══ Information supplied ══

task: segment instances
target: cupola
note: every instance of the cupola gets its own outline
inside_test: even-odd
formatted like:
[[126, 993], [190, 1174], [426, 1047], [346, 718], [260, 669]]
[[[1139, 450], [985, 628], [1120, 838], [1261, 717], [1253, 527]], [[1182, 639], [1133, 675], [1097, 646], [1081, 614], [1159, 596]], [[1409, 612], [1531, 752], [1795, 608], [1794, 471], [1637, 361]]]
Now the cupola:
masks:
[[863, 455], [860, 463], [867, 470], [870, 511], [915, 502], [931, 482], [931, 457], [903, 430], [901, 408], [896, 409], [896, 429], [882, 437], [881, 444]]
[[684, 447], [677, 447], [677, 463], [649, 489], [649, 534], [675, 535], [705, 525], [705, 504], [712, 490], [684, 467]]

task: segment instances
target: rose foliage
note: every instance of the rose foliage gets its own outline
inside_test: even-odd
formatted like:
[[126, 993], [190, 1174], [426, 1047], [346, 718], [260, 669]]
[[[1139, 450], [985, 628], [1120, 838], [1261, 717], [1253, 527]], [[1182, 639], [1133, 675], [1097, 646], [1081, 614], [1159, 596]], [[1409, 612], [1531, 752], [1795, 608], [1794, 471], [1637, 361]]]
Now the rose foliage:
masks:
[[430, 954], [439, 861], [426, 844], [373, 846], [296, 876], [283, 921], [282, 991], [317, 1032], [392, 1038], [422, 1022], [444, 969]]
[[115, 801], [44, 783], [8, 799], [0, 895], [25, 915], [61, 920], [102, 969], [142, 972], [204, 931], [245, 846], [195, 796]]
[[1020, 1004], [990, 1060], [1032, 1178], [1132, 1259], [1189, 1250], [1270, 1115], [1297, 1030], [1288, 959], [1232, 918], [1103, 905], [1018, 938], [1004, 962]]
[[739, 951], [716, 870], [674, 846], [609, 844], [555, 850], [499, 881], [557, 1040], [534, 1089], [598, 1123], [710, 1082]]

═══

= Exercise brief =
How many lines in the records hold the string "foliage"? Reply with the number alone.

= Completed task =
3